### Goal 1
How many lines in the dataset entries contain the word "white"? Reply with the number only.

### Selected extract

= = = =

Does there exist $A \subset \mathbb{R}$, satisfying the following three conditions:
1)$\forall x \in A$ $\mu(A \cap [x - 1; x + 1]) > 1$
2)$\forall x \notin A$ $\mu(A \cap [x - 1; x + 1]) < 1$
3)$A \notin \{\mathbb{R}, \emptyset\}$
$\mu$ stands here for Lebesgue measure.
It is not hard to see, that if $A$ satisfies these conditions, then $\mathbb{R} \setminus A$, $-A$ and $x + A$, where $x$ is an arbitrary real number, satisfy these conditions too. Also, if $A$ and $B$ both satisfy these conditions and $\inf |A -B| \geq 2$, then $A \cup B$ satisfies those conditions too. However, that does not seem to be very helpful.
Another not very helpful fact is, that if $A$ satisfies these conditions and $(x ; x+1) \subset A$, then $\mu((x-1; x) \cap A) > 0$. And it again tells us nothing about existence of such subsets.
No, it does not.
$x \mapsto \mu(A\cap [x - 1; x + 1])$ is continuous on $\mathbb{R}$ as $\forall \epsilon > 0$ and $\forall x \in \mathbb{R}$ we have $|\mu(A\cap [x - 1; x + 1]) - \mu(A\cap [x + \epsilon - 1; x + \epsilon + 1])| \leq 2\epsilon$. Thus, by intermediate value theorem if $A \notin \{\mathbb{R}, \emptyset\}$, then $\exists x \in \mathbb{R}$, such that $\mu(A\cap [x - 1; x + 1]) = 1$

= = = =

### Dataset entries

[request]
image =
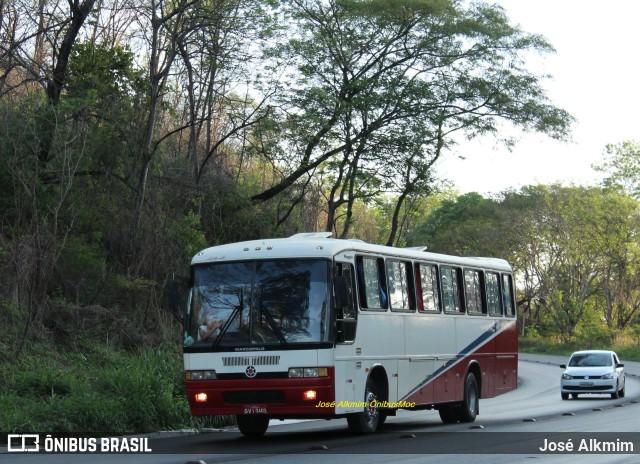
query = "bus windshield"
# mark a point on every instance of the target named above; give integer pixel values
(247, 303)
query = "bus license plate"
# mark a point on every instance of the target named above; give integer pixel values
(255, 410)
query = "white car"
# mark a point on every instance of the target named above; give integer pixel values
(594, 371)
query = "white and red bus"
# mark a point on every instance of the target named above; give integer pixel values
(314, 327)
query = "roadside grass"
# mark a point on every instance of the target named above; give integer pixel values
(95, 389)
(625, 346)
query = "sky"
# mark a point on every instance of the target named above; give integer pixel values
(596, 78)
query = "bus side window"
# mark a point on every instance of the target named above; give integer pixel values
(427, 281)
(371, 282)
(451, 291)
(346, 314)
(507, 295)
(494, 302)
(473, 291)
(399, 285)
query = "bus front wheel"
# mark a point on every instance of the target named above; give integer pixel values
(252, 426)
(370, 418)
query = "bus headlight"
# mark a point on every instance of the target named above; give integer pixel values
(200, 375)
(298, 372)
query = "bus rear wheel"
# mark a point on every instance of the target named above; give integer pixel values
(370, 418)
(470, 406)
(252, 426)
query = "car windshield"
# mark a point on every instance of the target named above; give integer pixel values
(276, 302)
(590, 360)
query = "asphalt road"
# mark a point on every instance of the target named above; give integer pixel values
(519, 426)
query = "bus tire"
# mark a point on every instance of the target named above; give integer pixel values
(470, 406)
(253, 426)
(369, 419)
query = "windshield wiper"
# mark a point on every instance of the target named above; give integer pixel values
(227, 324)
(273, 324)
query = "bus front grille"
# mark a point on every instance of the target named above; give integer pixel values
(251, 360)
(250, 397)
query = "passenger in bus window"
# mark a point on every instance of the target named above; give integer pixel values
(209, 326)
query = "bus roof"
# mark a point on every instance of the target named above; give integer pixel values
(320, 245)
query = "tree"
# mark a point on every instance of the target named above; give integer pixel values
(622, 164)
(375, 84)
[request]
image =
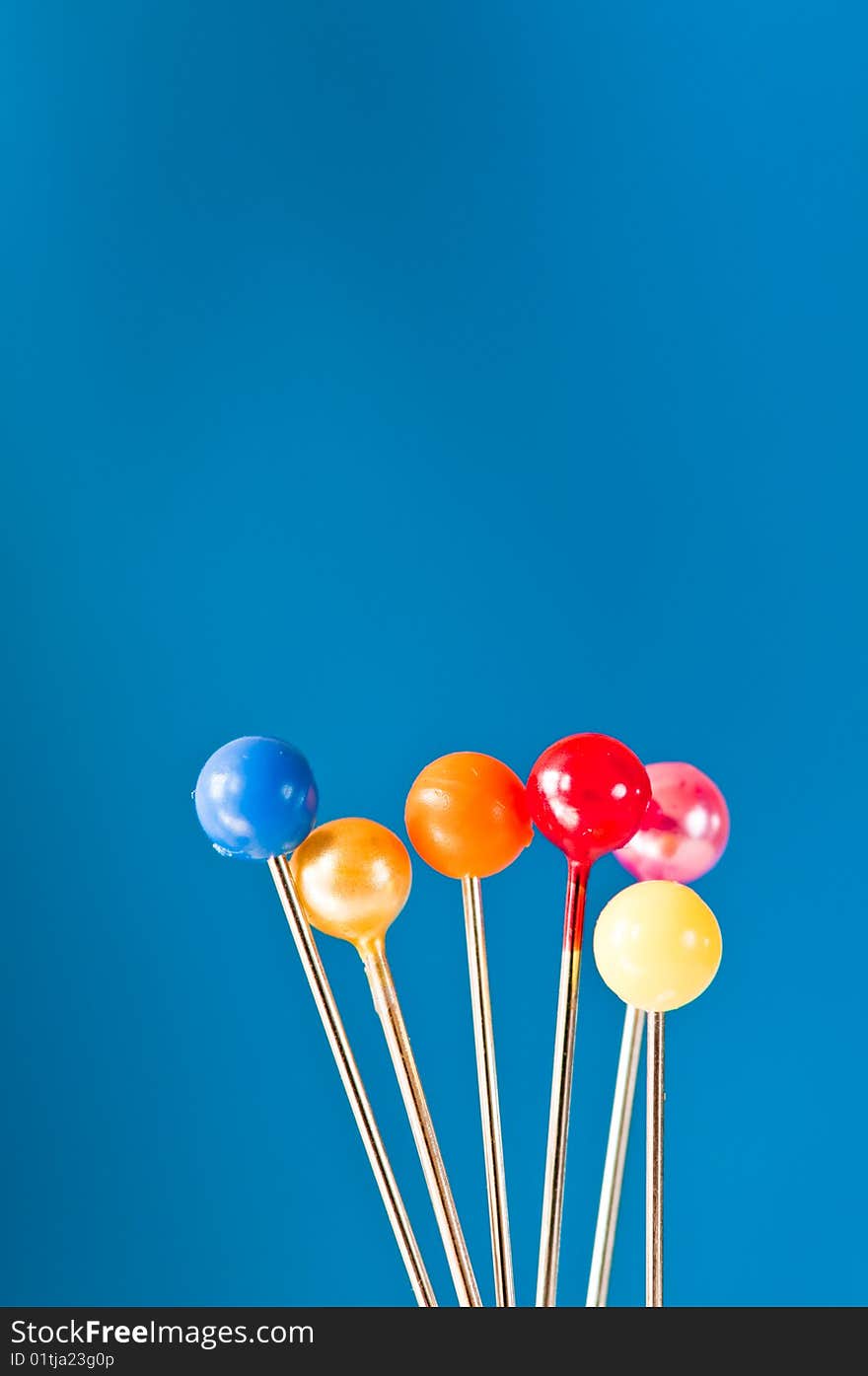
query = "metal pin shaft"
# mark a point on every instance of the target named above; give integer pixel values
(654, 1166)
(615, 1156)
(561, 1089)
(488, 1098)
(351, 1079)
(403, 1062)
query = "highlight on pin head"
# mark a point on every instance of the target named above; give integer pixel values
(467, 815)
(658, 946)
(686, 829)
(354, 878)
(256, 798)
(588, 794)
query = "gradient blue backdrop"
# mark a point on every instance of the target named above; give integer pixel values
(404, 379)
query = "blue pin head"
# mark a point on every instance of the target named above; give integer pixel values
(256, 798)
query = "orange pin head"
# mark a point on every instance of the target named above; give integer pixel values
(354, 878)
(468, 815)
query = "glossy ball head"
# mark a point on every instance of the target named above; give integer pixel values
(468, 815)
(354, 878)
(256, 798)
(588, 794)
(686, 829)
(658, 946)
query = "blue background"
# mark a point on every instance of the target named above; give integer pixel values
(400, 380)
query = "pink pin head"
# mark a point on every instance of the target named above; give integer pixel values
(686, 829)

= = = =

### Goal 2
In the thread about a subset of the reals and Lebesgue measure, which theorem does the reply use to show there is an x where the measure of A ∩ [x − 1; x + 1] equals 1?

### Complete response 1
2

### Complete response 2
The intermediate value theorem.